--- Geëxtraheerde gegevens ---
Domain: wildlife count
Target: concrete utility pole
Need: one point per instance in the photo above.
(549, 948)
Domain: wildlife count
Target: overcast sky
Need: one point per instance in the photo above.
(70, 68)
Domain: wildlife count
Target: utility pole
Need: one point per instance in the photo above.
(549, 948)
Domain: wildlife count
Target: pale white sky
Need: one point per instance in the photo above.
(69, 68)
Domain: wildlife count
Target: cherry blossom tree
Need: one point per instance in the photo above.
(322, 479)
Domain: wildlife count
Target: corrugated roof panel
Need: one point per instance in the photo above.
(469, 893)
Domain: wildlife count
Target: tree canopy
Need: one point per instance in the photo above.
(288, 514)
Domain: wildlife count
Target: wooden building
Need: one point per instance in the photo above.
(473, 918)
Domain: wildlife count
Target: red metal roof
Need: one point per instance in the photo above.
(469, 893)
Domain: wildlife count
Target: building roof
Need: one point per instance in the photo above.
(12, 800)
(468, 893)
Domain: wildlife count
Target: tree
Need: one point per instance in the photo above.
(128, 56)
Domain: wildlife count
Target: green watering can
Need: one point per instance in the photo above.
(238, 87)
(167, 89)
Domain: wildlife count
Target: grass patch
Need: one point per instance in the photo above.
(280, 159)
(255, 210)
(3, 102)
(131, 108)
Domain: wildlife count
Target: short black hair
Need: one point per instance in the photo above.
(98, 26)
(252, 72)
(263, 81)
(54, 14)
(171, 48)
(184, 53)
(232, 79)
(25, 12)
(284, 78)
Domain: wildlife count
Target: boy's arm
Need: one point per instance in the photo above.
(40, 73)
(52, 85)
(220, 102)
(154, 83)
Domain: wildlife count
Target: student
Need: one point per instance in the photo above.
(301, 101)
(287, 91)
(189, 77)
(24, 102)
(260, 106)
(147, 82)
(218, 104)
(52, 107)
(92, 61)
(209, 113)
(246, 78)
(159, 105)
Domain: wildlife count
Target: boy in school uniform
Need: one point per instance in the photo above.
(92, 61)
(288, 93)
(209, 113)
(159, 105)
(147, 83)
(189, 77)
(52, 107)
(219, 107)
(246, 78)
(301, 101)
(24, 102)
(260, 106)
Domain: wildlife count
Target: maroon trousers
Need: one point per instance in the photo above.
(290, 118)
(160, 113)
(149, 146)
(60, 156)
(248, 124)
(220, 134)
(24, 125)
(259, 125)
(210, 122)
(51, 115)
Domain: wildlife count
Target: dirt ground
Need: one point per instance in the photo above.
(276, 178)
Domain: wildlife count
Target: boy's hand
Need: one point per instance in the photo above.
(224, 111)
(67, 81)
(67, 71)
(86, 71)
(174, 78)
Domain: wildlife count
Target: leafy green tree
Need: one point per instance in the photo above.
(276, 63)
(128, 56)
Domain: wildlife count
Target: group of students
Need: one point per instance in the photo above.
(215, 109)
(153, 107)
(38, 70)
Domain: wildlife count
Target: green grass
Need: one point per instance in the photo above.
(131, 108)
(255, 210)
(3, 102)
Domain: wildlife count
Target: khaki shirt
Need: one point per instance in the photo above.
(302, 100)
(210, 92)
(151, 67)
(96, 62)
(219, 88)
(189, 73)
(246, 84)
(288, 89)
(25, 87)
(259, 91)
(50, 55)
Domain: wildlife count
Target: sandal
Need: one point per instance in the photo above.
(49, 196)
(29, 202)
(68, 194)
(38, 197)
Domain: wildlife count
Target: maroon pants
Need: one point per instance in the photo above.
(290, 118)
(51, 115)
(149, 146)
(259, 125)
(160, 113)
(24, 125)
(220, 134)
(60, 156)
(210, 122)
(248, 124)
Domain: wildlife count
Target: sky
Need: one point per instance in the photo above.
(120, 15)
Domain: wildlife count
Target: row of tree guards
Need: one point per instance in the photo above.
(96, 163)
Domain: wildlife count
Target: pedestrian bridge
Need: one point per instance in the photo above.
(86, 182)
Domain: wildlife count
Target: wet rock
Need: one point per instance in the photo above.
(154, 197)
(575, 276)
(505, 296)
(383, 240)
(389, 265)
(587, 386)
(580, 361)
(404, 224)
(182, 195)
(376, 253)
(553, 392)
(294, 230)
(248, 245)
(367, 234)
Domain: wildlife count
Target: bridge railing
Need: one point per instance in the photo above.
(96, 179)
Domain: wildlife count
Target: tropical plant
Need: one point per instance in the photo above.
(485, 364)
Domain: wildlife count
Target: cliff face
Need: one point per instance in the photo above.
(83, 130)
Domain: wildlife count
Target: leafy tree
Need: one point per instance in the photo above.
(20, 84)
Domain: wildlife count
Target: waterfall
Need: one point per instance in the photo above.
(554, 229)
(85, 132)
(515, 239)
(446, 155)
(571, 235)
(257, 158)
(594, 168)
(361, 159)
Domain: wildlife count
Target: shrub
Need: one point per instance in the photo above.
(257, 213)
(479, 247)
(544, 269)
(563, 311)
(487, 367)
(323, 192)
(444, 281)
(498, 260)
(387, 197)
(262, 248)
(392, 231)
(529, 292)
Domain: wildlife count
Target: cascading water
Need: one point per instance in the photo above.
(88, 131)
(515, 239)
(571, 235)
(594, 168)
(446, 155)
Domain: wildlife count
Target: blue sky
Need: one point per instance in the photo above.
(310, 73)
---
### Jouw opdracht:
Geef aan hoeveel regels van de lijst hierboven het woord "green" bevatten. Noem alleen het getal.

### Uitvoer hieronder:
3